◆ Texte:
Par Robert Delord et Marjorie Lévêque


Octobre, l'automne est là et à la veille des vacances de la Toussaint, les premiers Conseils d'administration se font jour. Si vous ne l'avez pas déjà fait au dernier Conseil d'Administration de l'année, avant les congés estivaux, il est grand temps de présenter vos projets de sorties et voyages et de les faire voter devant cette honorable assemblée. Dans ce dossier du mois, nous entendons vous rappeler le calendrier et les démarches à respecter, mais aussi vous prodiguer quelques conseils pour l'organisation de tels projets.

I. Intérêt des voyages d'étude en LCA
« Pourquoi vous organisez un voyage en Grèce avec les latinistes ? Ils ne parlent pas latin là-bas ! » - Non, mais tu sais, même si tu vas à Rome, plus personne ne parle latin !
Voilà le type de question que peuvent poser les collègues et la réponse que le  professeur de latin peut être amené à leur faire quand il a l'idée saugrenue d'organiser un voyage pour vos élèves latinistes.

◆ Objectif A: Reprenez le passage du texte qui commence par "Par Robert Delord" et se termine par "de tels projets.", en y changeant "honorable assemblée" en "digne assemblée".
◆ Objectif B: Parmi les lignes placées ci-dessous, transformez en liste JSON de chaînes celles qui commencent par la ligne contenant "Exercise. Mark the white snow" et se terminent par la ligne contenant "point(194, 18)", ces deux lignes comprises. Mettez une chaîne par ligne et omettez les lignes vides.

◆ Données brutes:
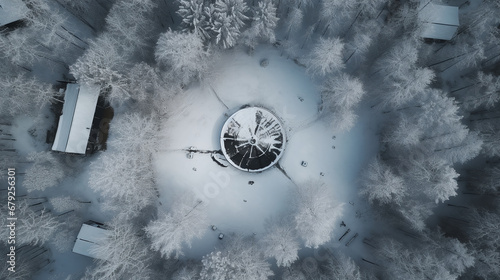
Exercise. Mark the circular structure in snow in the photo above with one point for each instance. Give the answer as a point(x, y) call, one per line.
point(253, 139)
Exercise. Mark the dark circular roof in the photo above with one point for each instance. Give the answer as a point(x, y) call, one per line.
point(253, 139)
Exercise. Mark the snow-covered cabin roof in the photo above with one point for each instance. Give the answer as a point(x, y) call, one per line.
point(253, 139)
point(438, 21)
point(11, 11)
point(75, 123)
point(89, 237)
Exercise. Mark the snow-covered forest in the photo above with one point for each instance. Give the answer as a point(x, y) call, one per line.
point(390, 167)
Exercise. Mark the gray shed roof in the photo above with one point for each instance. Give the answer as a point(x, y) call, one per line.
point(75, 123)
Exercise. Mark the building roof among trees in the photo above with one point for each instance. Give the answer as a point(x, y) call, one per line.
point(438, 21)
point(253, 139)
point(75, 122)
point(11, 11)
point(88, 238)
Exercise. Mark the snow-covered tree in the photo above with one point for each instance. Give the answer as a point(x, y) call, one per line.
point(356, 48)
point(381, 184)
point(483, 91)
point(102, 64)
point(24, 95)
point(227, 18)
point(193, 17)
point(122, 254)
point(20, 48)
point(130, 22)
point(144, 82)
point(335, 13)
point(315, 213)
point(326, 57)
point(462, 151)
point(339, 95)
point(294, 21)
point(171, 231)
point(399, 79)
point(46, 171)
point(342, 91)
point(434, 176)
point(404, 132)
point(280, 241)
point(62, 204)
point(239, 259)
point(264, 21)
point(184, 53)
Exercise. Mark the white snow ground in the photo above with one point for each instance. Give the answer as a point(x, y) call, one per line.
point(280, 87)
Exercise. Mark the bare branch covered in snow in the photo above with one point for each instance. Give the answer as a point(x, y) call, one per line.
point(315, 213)
point(186, 220)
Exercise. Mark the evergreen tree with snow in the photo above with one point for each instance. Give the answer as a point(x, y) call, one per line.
point(264, 22)
point(226, 20)
point(194, 18)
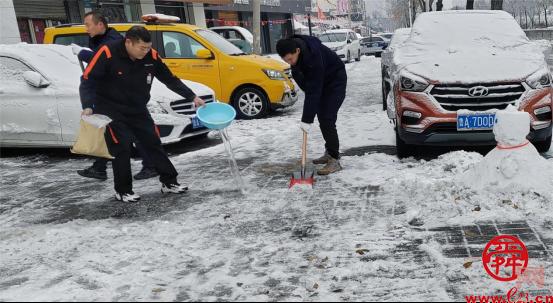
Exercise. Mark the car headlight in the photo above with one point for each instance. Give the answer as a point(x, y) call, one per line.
point(155, 108)
point(274, 74)
point(540, 79)
point(411, 84)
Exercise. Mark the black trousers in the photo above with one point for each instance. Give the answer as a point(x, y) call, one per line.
point(119, 146)
point(100, 164)
point(330, 104)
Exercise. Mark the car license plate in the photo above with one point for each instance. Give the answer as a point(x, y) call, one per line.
point(196, 123)
point(475, 121)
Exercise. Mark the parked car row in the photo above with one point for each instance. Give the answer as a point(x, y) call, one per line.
point(41, 106)
point(43, 81)
point(443, 84)
point(254, 85)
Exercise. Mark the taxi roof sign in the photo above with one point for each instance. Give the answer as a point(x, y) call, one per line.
point(160, 18)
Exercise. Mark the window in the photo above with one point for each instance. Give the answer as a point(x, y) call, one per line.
point(11, 70)
point(232, 34)
point(79, 39)
point(221, 43)
point(178, 45)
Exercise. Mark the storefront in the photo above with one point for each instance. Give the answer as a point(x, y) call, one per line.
point(114, 10)
point(172, 8)
point(276, 18)
point(33, 16)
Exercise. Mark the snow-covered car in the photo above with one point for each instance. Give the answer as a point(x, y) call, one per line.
point(400, 35)
point(344, 42)
point(387, 36)
point(40, 104)
point(374, 45)
point(236, 35)
point(449, 80)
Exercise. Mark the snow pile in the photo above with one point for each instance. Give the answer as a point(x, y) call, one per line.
point(469, 47)
point(514, 163)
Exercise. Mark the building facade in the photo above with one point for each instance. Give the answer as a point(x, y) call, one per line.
point(276, 18)
point(33, 16)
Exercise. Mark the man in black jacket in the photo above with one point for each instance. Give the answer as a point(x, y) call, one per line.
point(97, 28)
point(321, 74)
point(123, 72)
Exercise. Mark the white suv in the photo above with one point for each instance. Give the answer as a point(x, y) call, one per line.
point(41, 107)
point(344, 42)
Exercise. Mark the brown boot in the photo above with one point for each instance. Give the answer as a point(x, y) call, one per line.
point(331, 167)
point(323, 159)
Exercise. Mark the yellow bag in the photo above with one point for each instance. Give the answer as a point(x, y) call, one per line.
point(91, 140)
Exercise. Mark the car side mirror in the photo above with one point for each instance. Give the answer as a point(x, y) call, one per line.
point(35, 79)
point(204, 54)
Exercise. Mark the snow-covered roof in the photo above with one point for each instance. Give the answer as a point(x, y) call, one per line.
point(56, 63)
point(338, 31)
point(60, 66)
point(469, 47)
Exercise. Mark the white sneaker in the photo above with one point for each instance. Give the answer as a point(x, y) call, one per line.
point(173, 188)
point(127, 197)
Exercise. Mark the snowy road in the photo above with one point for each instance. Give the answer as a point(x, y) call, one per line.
point(381, 229)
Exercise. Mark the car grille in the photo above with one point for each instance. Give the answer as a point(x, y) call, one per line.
point(455, 97)
point(288, 73)
point(185, 107)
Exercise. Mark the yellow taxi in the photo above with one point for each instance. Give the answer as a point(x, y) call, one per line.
point(252, 84)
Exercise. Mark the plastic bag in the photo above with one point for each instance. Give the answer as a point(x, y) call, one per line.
point(91, 140)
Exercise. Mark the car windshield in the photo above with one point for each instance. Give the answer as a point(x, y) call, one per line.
point(221, 43)
point(333, 37)
point(467, 30)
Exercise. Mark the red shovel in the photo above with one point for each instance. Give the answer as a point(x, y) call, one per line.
point(303, 177)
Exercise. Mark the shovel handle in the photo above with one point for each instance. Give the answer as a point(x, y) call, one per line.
point(82, 65)
point(304, 150)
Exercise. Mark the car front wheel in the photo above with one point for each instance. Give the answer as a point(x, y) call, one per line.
point(250, 103)
point(543, 146)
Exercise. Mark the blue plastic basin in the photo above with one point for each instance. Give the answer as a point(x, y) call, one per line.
point(216, 115)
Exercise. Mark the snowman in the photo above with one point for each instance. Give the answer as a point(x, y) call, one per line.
point(515, 161)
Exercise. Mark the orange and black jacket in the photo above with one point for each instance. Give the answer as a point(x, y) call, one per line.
point(115, 81)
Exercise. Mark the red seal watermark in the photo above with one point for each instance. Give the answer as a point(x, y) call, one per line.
point(504, 252)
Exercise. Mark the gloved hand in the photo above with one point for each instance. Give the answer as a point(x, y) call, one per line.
point(76, 49)
point(305, 127)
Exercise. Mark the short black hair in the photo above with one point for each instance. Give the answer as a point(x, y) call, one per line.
point(137, 33)
point(97, 17)
point(286, 46)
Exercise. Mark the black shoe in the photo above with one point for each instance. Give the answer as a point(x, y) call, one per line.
point(91, 172)
point(146, 173)
point(127, 197)
point(173, 188)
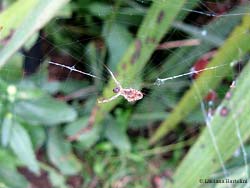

◆ Réponse A:
Par Robert Delord et Marjorie Lévêque


Octobre, l'automne est là et à la veille des vacances de la Toussaint, les premiers Conseils d'administration se font jour. Si vous ne l'avez pas déjà fait au dernier Conseil d'Administration de l'année, avant les congés estivaux, il est grand temps de présenter vos projets de sorties et voyages et de les faire voter devant cette digne assemblée. Dans ce dossier du mois, nous entendons vous rappeler le calendrier et les démarches à respecter, mais aussi vous prodiguer quelques conseils pour l'organisation de tels projets.

◆ Réponse B:
[
  "Exercise. Mark the white snow ground in the photo above with one point for each instance. Give the answer as a point(x, y) call, one per line.",
  "point(280, 87)",
  "Exercise. Mark the bare branch covered in snow in the photo above with one point for each instance. Give the answer as a point(x, y) call, one per line.",
  "point(315, 213)",
  "point(186, 220)",
  "Exercise. Mark the evergreen tree with snow in the photo above with one point for each instance. Give the answer as a point(x, y) call, one per line.",
  "point(264, 22)",
  "point(226, 20)",
  "point(194, 18)"
]